■ **Task details**
Could you reproduce all of the records exactly?

++++++++

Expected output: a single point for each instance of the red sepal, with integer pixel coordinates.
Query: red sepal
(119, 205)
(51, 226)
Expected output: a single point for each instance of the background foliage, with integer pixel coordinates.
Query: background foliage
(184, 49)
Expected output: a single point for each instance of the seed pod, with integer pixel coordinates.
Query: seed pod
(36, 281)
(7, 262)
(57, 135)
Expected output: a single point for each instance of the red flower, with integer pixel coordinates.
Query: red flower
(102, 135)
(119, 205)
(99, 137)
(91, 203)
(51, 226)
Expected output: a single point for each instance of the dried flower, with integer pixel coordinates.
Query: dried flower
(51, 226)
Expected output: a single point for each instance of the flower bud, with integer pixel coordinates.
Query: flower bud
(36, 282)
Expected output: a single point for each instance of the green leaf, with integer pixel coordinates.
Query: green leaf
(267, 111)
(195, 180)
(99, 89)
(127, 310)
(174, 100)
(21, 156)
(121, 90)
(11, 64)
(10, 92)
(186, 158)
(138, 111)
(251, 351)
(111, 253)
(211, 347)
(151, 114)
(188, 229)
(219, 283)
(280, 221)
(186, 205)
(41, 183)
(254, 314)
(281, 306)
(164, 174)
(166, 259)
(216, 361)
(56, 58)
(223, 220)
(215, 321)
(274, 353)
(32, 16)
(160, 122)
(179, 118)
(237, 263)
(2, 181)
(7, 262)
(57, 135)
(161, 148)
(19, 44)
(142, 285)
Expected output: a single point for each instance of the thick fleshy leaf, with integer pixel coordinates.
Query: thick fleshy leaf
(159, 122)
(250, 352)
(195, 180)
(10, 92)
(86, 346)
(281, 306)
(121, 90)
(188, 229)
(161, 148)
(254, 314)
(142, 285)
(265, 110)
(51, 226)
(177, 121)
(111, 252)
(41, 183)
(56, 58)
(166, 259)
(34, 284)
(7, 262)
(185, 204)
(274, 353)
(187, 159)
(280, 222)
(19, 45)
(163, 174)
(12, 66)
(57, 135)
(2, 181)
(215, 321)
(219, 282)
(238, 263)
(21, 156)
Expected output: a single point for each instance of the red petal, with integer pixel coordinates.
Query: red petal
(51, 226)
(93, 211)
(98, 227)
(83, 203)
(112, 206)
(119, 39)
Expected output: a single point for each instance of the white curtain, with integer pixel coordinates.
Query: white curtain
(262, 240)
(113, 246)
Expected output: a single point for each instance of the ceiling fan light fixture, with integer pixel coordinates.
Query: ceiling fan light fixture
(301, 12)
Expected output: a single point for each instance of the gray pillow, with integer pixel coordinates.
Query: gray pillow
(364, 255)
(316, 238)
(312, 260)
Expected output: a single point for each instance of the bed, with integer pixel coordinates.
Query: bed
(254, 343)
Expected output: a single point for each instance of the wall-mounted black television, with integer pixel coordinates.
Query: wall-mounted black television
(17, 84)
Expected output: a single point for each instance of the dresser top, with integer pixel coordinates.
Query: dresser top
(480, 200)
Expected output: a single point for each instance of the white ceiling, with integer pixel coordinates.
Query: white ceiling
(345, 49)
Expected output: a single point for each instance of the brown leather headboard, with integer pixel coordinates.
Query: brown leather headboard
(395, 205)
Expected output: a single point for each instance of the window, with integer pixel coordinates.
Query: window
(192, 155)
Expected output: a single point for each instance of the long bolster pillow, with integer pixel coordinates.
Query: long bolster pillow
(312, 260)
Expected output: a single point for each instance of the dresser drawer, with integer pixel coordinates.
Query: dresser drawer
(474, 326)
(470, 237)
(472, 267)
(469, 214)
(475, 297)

++++++++

■ **Reply**
Expected output: a single point for each instance of the red sepal, with integer pixel coordinates.
Query: red sepal
(119, 205)
(51, 226)
Expected output: a single point for each instance of the background foliage, with integer pixel coordinates.
Query: background foliage
(184, 49)
Expected output: a single point for each instance of the seed pod, with integer pixel coordinates.
Query: seed pod
(36, 281)
(7, 262)
(57, 135)
Expected output: a single point for each instance of the red flower, with integer pixel coordinates.
Query: red flower
(102, 135)
(119, 205)
(99, 137)
(91, 203)
(51, 226)
Expected output: a single point for each instance of the dried flower, with integer pixel coordinates.
Query: dried flower
(51, 226)
Expected output: a single point for each instance of the flower bud, with integer pixel coordinates.
Query: flower bud
(36, 282)
Expected output: a single point for each instance of the green leaf, with integer pixel coordinates.
Query: green leaf
(267, 111)
(195, 180)
(99, 89)
(127, 310)
(174, 100)
(21, 156)
(121, 90)
(11, 64)
(10, 92)
(186, 158)
(138, 111)
(251, 351)
(111, 253)
(211, 347)
(151, 114)
(188, 229)
(219, 283)
(280, 221)
(186, 205)
(41, 183)
(254, 314)
(281, 306)
(164, 174)
(166, 259)
(216, 361)
(56, 58)
(223, 220)
(215, 321)
(274, 353)
(32, 16)
(160, 122)
(179, 118)
(237, 263)
(2, 181)
(7, 262)
(57, 135)
(161, 148)
(19, 44)
(142, 285)
Expected output: a single point for each instance of the thick fleshy leaf, with integer pixel coordinates.
Query: thick fleshy leaf
(159, 122)
(250, 352)
(195, 180)
(10, 92)
(86, 346)
(281, 306)
(121, 90)
(188, 229)
(161, 148)
(254, 314)
(142, 285)
(265, 110)
(51, 226)
(177, 121)
(111, 252)
(41, 183)
(56, 58)
(166, 259)
(34, 284)
(7, 262)
(185, 204)
(274, 353)
(187, 159)
(280, 222)
(19, 45)
(163, 174)
(12, 66)
(57, 135)
(2, 181)
(215, 321)
(219, 282)
(238, 263)
(21, 156)
Expected output: a single point for each instance of the red petal, with integer pixel coordinates.
Query: red petal
(51, 226)
(93, 211)
(98, 227)
(83, 203)
(112, 206)
(119, 39)
Expected output: a single point for each instance of the white curtain, with integer pixel coordinates.
Query: white curtain
(262, 240)
(113, 246)
Expected output: a single point for each instance of the ceiling fan light fixture, with integer pixel coordinates.
Query: ceiling fan light fixture
(301, 12)
Expected output: a single point for each instance of the gray pillow, with integer pixel coordinates.
Query: gray pillow
(364, 255)
(316, 238)
(312, 260)
Expected output: a single point for each instance of the bed, with integer pixel coordinates.
Query: bed
(254, 343)
Expected output: a single point for each instance of the wall-mounted black television, with integer pixel coordinates.
Query: wall-mounted black television
(17, 84)
Expected output: a single point for each instance of the dresser top, with integer pixel coordinates.
Query: dresser top
(480, 200)
Expected output: a single point for each instance of the white ceiling, with integer pixel coordinates.
Query: white ceiling
(345, 49)
Expected output: a single point for each instance of the brown leather headboard, with integer pixel coordinates.
Query: brown leather headboard
(395, 205)
Expected output: a single point for each instance of the window, with integer pixel coordinates.
Query: window
(192, 155)
Expected output: a single point for each instance of the long bolster pillow, with integer pixel coordinates.
Query: long bolster pillow
(312, 260)
Expected output: a single point for each instance of the dresser drawer, with integer pixel coordinates.
Query: dresser drawer
(474, 326)
(470, 237)
(472, 267)
(469, 214)
(475, 297)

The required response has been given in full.